▶ **Job**: No pictures, nothing altered: return the data below.

▶ **Dataset excerpts**:
════════
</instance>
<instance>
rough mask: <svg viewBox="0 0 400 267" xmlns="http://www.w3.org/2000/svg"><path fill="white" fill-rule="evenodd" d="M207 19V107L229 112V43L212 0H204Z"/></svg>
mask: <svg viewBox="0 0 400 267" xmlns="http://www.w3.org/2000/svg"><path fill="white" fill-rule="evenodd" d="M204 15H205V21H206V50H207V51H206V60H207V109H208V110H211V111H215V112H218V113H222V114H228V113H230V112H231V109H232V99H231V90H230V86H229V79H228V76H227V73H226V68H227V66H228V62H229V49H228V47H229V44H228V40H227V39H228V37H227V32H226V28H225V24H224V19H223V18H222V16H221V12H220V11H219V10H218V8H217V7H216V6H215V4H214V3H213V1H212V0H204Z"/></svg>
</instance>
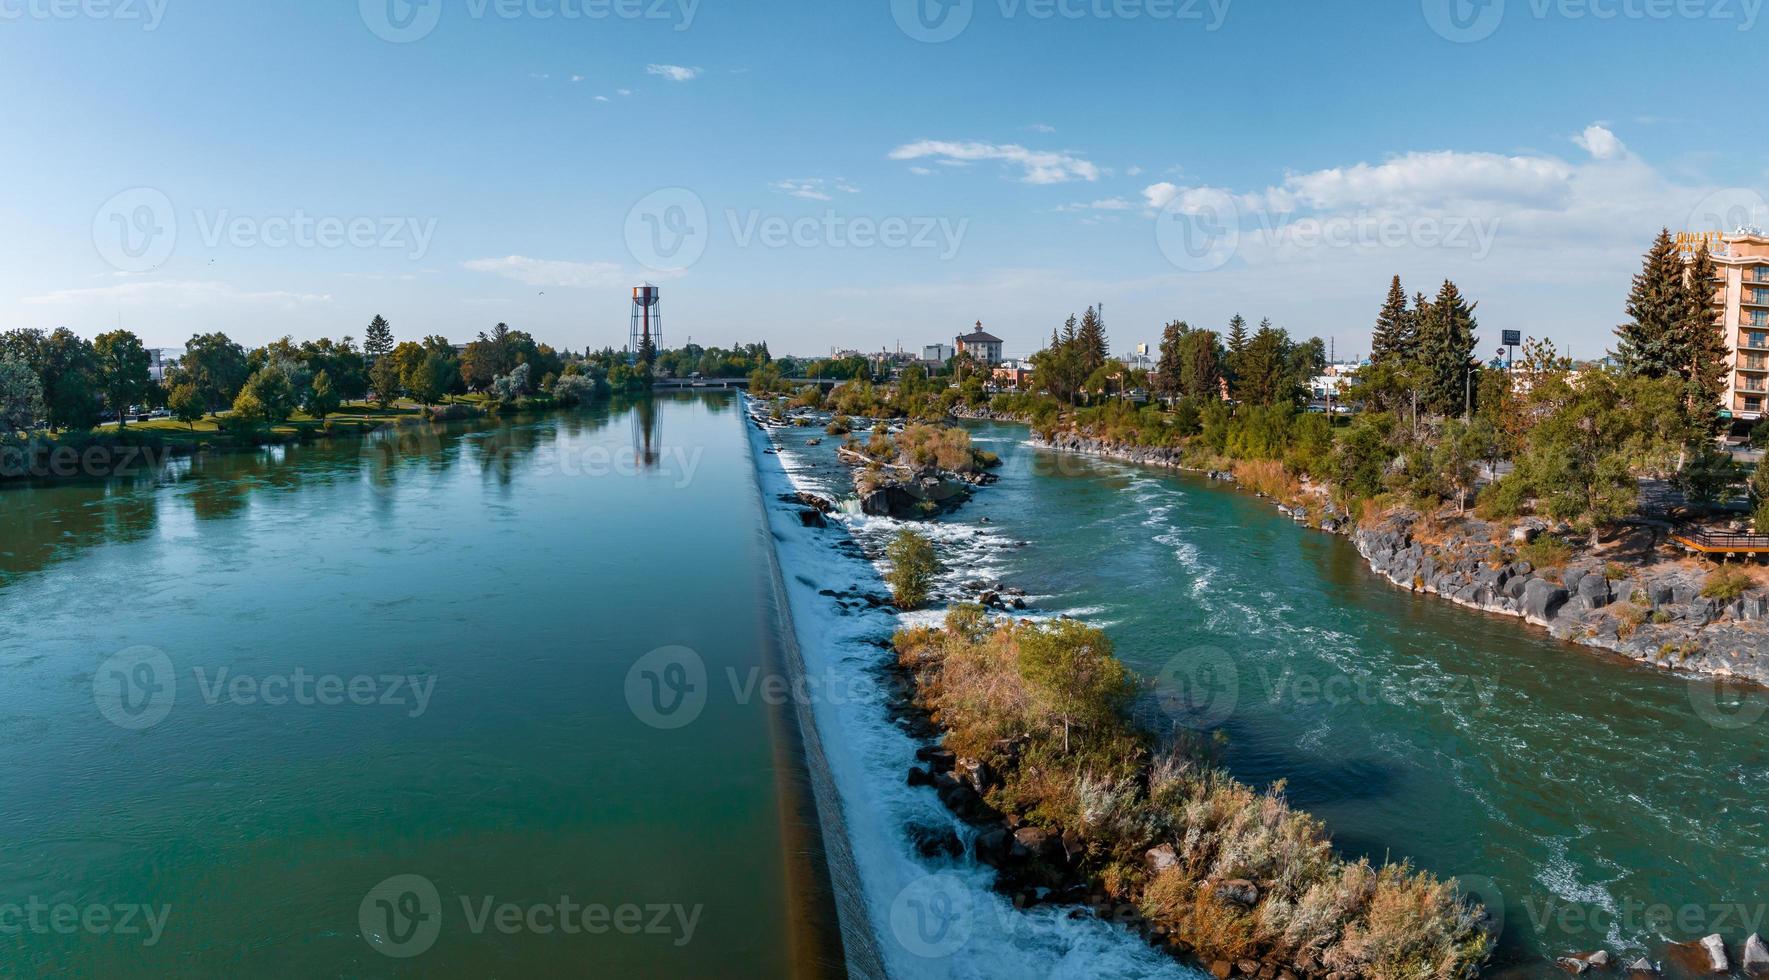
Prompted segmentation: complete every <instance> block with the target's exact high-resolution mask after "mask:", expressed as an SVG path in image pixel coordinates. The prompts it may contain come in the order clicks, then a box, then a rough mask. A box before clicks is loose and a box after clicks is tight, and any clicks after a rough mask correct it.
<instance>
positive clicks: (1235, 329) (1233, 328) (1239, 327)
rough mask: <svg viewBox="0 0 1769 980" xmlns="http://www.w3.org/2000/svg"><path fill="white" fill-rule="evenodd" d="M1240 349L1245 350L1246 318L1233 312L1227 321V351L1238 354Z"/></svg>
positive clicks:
════════
▶ **Your response**:
</instance>
<instance>
rough mask: <svg viewBox="0 0 400 267" xmlns="http://www.w3.org/2000/svg"><path fill="white" fill-rule="evenodd" d="M207 19V107L229 112V43L212 0H204Z"/></svg>
mask: <svg viewBox="0 0 400 267" xmlns="http://www.w3.org/2000/svg"><path fill="white" fill-rule="evenodd" d="M204 15H205V21H206V50H207V51H206V60H207V109H208V110H211V111H215V112H218V113H222V114H228V113H230V112H231V109H232V99H231V90H230V86H229V79H228V76H227V73H226V68H227V66H228V62H229V49H228V47H229V44H228V40H227V39H228V37H227V32H226V28H225V24H224V19H223V18H222V16H221V12H220V11H219V10H218V8H217V7H216V6H215V4H214V3H213V1H212V0H204Z"/></svg>
</instance>
Prompted segmentation: complete every <instance> block with the target's exact high-resolution mask after "mask:", expressed as an SVG path in image pixel coordinates. The prompts it may contain come in the order clicks, then a box, then a rough mask. A box before clicks is loose and a box after clicks is tight, and any clicks after a rough mask correct it.
<instance>
positive clicks: (1235, 329) (1233, 328) (1239, 327)
rough mask: <svg viewBox="0 0 1769 980" xmlns="http://www.w3.org/2000/svg"><path fill="white" fill-rule="evenodd" d="M1240 349L1245 350L1246 318L1233 312L1227 321V351L1238 354Z"/></svg>
positive clicks:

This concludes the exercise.